_課題一覧:_
A. 以下の文書抜粋に照らし、次の記述(i)〜(iii)が合っているかをそれぞれ「はい」か「いいえ」で判定し、根拠となる本文の語句をそのまま引用せよ。(i) 内気温度センサは車種ごとに一律に同じ位置に置かれている。(ii) 内気温度センサの検出値が乗員の体感温度とずれる問題は、オープンカーのルーフを開けた場合に限って起こる。(iii) 特許文献1は、内気温センサの検出温度と乗員の体感温度との相違に基づく問題を開示している。
B. 以下の文書抜粋を読み、次の問いに答えよ。
(i) 空調選択スイッチ42のオンに連動して、制御部3への入力が遮断されるのはどのセンサか。
(ii) 本発明の車両用空調装置が用いられる車両は、どのような隔壁を備えているか。
(iii) 特許文献1として挙げられている公報は何か。

_文書抜粋:_
説明

車両用空調装置

【課題】乗員が体感する空調に違和感を覚えないように、オートエアコンにおける空調ダクトからの吹出し温度を調整する。
【解決手段】温度設定スイッチ41により設定された温度と、車室内気温センサ31、日射量センサ32、外気温センサ33による検出信号から制御部3により空調を行うオートエアコンにおいて、例えばオープンカーのルーフが開放すると、空調選択スイッチ42を操作可能とし、このスイッチ42のオンに連動して、車室内気温センサ31の制御部3への入力を遮断して、吹出し温度を決定する。

【発明の詳細な説明】
【技術分野】
【0001】
本発明は、車室を区画形成する開閉可能な隔壁を備え、該隔壁を開放した状態で走行可能な車両に用いられる車両用空調装置に関する。
【背景技術】
【0002】
従来、車両用の自動空調装置すなわちオートエアコンは、乗員が任意に設定できる設定温度Tsetとともに、車室内外の環境により決まる室内温度Tr、外気温度Tair、日射量Tsにより、必要吹出し温度Taoを決定して、車室内を設定温度に維持して快適な空調を行えるようにしている。しかし、オープンカーでルーフをオープンにした場合等、外気、日射あるいは走行風の巻き込み等を遮る隔壁がない場合、従来のオードエアコン制御のみでは、制御結果の空調に違和感を覚えることがあった。
【0003】
従来のオートエアコンにおいては、室内温度Trを検出する内気温度センサは、その車種に応じて最適と考えられる場所を選び、車種ごとに一律に同じ位置に配置されている。したがって、通常は乗員の周囲環境と内気温センサ周囲の環境と並行してほぼ同様に変化する。しかし、オープンカーでルーフをオープンにした場合等には、外気、日射あるいは走行風によっては、内気温度センサの検出値Trは、乗員が体感する温度と大きく乖離する場合がある。したがって、内気温センサの検出値Trに基づいて算出される吹出し温度Taoは、乗員の希望する吹出し温度とかけはなれてしまうことがあった。これは、オープンカーのルーフだけではなく、パワーウインドウを開放した場合にも起こることである。さらには、車室内を区分する開閉可能な壁あるいは窓を開放した場合にも、乗員がオートエアコンによる空調に違和感を覚えることがあった。
【0004】
従来、空調環境が乗員の温冷感に適合しない場合に、吹出し温度を変更できるようにすることが公知である(特許文献1参照)。しかしながら、内気温センサの検出温度と乗員の体感温度との相違に基づく問題を開示するものではなく、したがってこの問題点を解決しようとするものでもない。
【特許文献1】特開平7−172147号公報
【発明の開示】
【発明が解決しようとする課題】
【0005】
本発明は、上記問題点に鑑み、乗員が体感する空調に違和感を覚えないように、オートエアコンにおける空調ダクトからの吹出し温度を調整する車両用空調装置を提供することを目的とする。

_データ部分:_
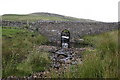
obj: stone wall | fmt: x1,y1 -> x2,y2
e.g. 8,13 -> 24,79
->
2,21 -> 118,41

_課題ごとの解答:_
A.
(i) はい:「車種ごとに一律に同じ位置に配置されている」
(ii) いいえ:「これは、オープンカーのルーフだけではなく、パワーウインドウを開放した場合にも起こることである」
(iii) いいえ:「内気温センサの検出温度と乗員の体感温度との相違に基づく問題を開示するものではなく」

B.
(i) 車室内気温センサ31
(ii) 車室を区画形成する開閉可能な隔壁
(iii) 特開平7−172147号公報